— begin Excerpt provided —

Thus equipped, Rezanov’s little expedition bowled along the beaten earth of the Royal Road from St Petersburg to Moscow reserved for government traffic and persons of quality bearing special passports. Lesser subjects trundled and plodded with their carts and nags along the road’s rutted verges. At Moscow they joined the stream of humanity and merchant carts on the Trakt, the great road which linked European Russia to Siberia – not really a road at all in the modern sense, but a wide swathe of sandy tracks criss-crossing the flat farmland and pasture, dotted with clutches of peasant izbas – log houses – clustering around the stumpy bell towers of churches.
Rezanov had travelled before, of course, on manoeuvres with the Izmailovsky Guards, but it was here on the Trakt, as it passed through the Volga towns of Nizhny Novgorod and Kazan and on into the emptiness of the steppes, that the bustle and traffic of Russia proper fell away and Rezanov first tasted the true vastness of his own country. Even today, without the dust and the bedbugs and the saddle sores, the thieves and the smell of horse dung and unwashed bodies and the clouds of horseflies, travelling by road across Siberia is almost hypnotic. The monotony of the landscape lulls you into an almost metaphysical state where you become acutely aware of your own insignificance. You are a mere human speck, crawling slowly across the face of a great and barely-changing land.

— end Excerpt provided —

* Set tasks *
[A] Reproduce verbatim the portion of the Rezanov's journey passage from "Thus equipped, Rezanov’s" up to and including "towers of churches.".
[B] Pick up the account of Rezanov's overland journey across Russia and Siberia after its final sentence and extend it with new prose in the same style.

— begin Data rows —

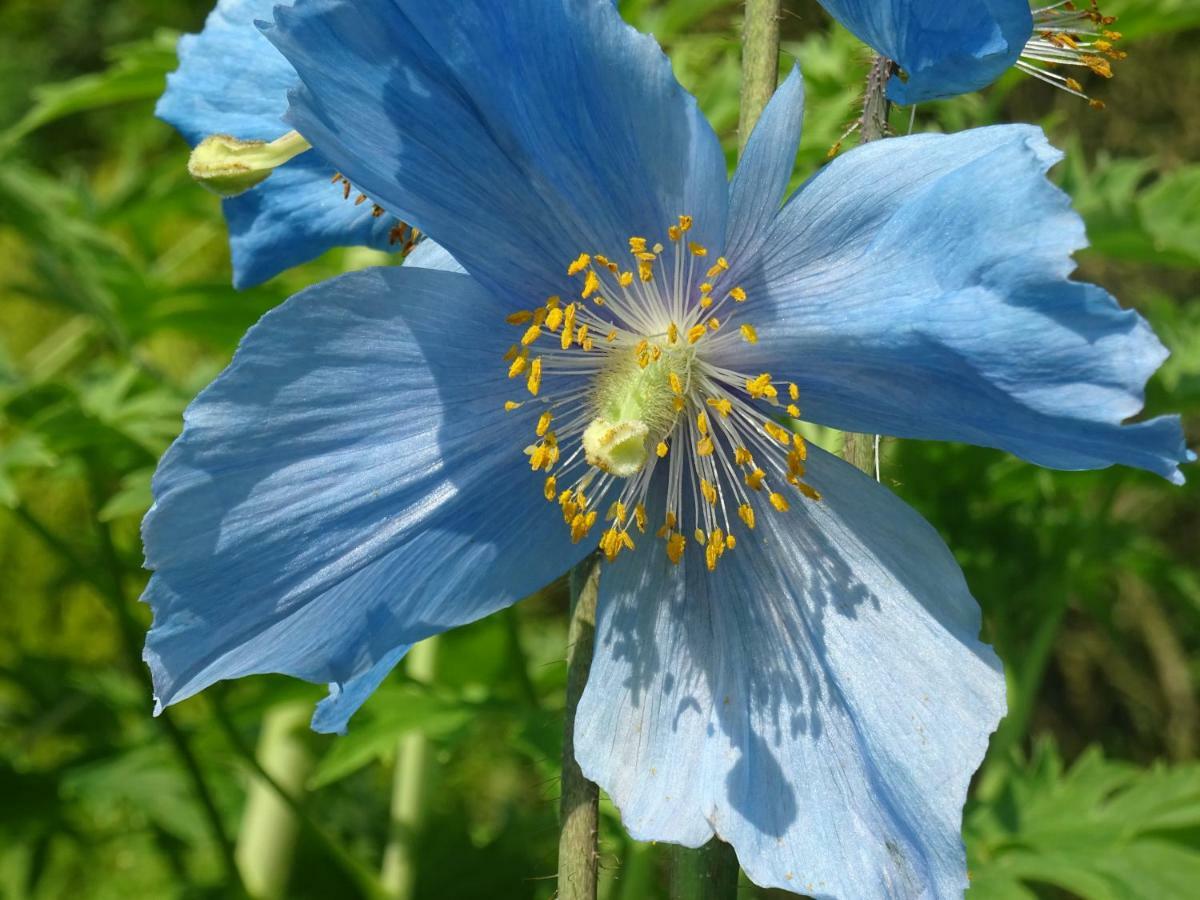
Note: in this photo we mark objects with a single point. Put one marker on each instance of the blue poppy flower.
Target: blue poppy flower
(949, 47)
(232, 81)
(786, 654)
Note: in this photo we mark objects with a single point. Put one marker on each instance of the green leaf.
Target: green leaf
(391, 713)
(138, 71)
(1101, 831)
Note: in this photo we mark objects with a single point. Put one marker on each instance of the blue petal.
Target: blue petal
(945, 47)
(820, 701)
(430, 255)
(517, 135)
(231, 81)
(334, 712)
(349, 485)
(919, 287)
(766, 167)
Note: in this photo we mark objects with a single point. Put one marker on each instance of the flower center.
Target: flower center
(637, 381)
(1066, 35)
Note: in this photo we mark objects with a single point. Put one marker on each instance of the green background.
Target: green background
(115, 307)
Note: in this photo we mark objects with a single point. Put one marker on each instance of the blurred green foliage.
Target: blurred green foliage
(115, 307)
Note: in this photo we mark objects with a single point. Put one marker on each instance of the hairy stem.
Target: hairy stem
(580, 807)
(760, 64)
(859, 449)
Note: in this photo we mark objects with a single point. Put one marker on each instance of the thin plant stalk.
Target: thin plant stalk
(409, 789)
(580, 805)
(711, 873)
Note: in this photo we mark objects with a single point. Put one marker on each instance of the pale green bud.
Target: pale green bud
(228, 166)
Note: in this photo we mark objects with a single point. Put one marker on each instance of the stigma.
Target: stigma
(1072, 35)
(636, 382)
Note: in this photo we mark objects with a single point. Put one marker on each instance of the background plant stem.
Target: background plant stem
(580, 810)
(712, 871)
(859, 449)
(409, 787)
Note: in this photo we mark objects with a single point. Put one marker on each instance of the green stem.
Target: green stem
(707, 874)
(712, 871)
(760, 64)
(360, 875)
(859, 449)
(108, 585)
(580, 807)
(409, 787)
(267, 840)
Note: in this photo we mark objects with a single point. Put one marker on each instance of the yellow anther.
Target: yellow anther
(676, 543)
(568, 327)
(531, 335)
(591, 283)
(721, 405)
(779, 432)
(720, 265)
(581, 262)
(761, 387)
(534, 382)
(745, 513)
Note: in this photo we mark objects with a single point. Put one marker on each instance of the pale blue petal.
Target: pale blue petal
(431, 255)
(921, 287)
(516, 135)
(349, 485)
(334, 712)
(232, 81)
(820, 701)
(945, 47)
(766, 167)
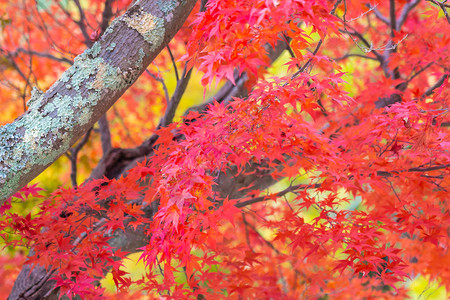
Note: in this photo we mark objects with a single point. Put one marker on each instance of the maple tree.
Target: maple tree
(324, 179)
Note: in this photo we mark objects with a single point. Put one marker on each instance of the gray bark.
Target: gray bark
(57, 118)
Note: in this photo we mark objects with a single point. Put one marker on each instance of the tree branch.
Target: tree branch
(99, 76)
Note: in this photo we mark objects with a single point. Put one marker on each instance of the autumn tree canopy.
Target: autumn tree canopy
(247, 149)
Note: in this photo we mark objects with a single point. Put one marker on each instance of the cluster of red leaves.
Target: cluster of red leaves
(394, 159)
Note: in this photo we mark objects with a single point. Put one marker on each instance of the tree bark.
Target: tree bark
(57, 118)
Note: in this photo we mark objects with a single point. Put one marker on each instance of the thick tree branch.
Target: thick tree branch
(57, 119)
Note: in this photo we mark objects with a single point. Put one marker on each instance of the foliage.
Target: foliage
(356, 131)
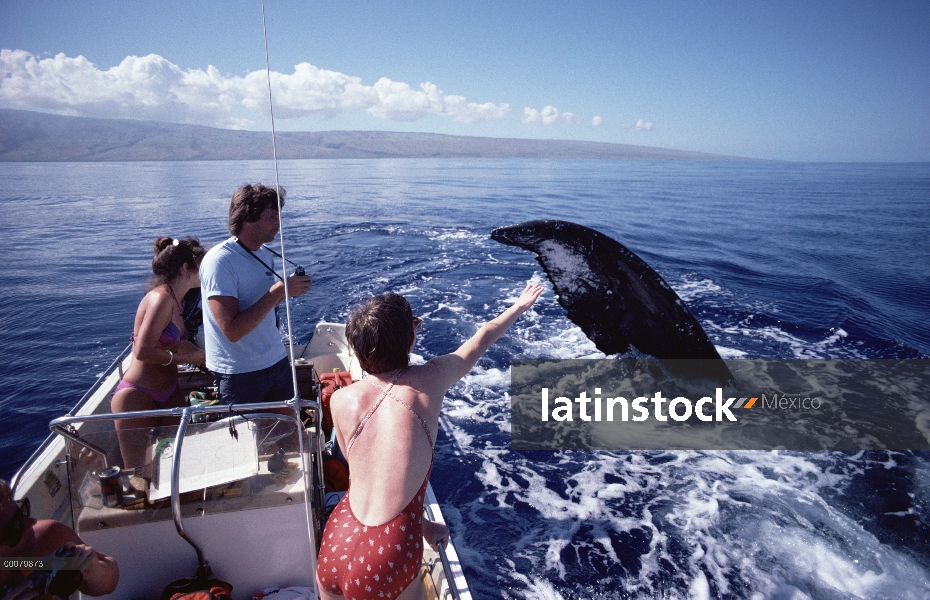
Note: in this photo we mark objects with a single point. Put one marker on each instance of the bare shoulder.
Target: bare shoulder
(52, 535)
(345, 401)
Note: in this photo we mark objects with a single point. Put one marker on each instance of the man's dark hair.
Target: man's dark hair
(248, 204)
(380, 332)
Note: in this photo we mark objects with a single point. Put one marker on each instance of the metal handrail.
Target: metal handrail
(60, 425)
(116, 364)
(294, 404)
(446, 565)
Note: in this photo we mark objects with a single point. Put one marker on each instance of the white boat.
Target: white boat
(237, 493)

— end Data rows —

* Responses by task *
[A]
Thus equipped, Rezanov’s little expedition bowled along the beaten earth of the Royal Road from St Petersburg to Moscow reserved for government traffic and persons of quality bearing special passports. Lesser subjects trundled and plodded with their carts and nags along the road’s rutted verges. At Moscow they joined the stream of humanity and merchant carts on the Trakt, the great road which linked European Russia to Siberia – not really a road at all in the modern sense, but a wide swathe of sandy tracks criss-crossing the flat farmland and pasture, dotted with clutches of peasant izbas – log houses – clustering around the stumpy bell towers of churches.

[B]
Shelikhov, with at least two months’ head start, had made excellent speed. By early May he was already in Irkutsk, with the monks lodged at his newly built house, where their gravity and piety made a great impression on Shelikhov’s six surviving children. Shelikhov’s aura of celebrity had never been stronger now that he was in the favour of the Empress.11 Irkutsk’s new governor Ivan Pil* issued an order echoing Catherine’s ukaz that Shelikhov’s venture was ‘useful to the State’.12 Pil also hurried to fulfil Catherine’s command to round up some colonists for the New World from ‘among the exiles’ – convicts for whom Irkutsk was an open prison to which they had been condemned for life. What Pil’s criteria were in recruiting men for Kodiak is not clear, but judging from the reluctant colonists’ later attempts to escape from, murder and rebel against their masters in the Company, it’s safe to say that the governor did not send his best people. Shelikhov had requested ‘skilled artisans’, and in this at least his request was honoured – Pil selected eleven convict blacksmiths, coppersmiths, carpenters and their families to live out the rest of their lives in the Kodiak colony.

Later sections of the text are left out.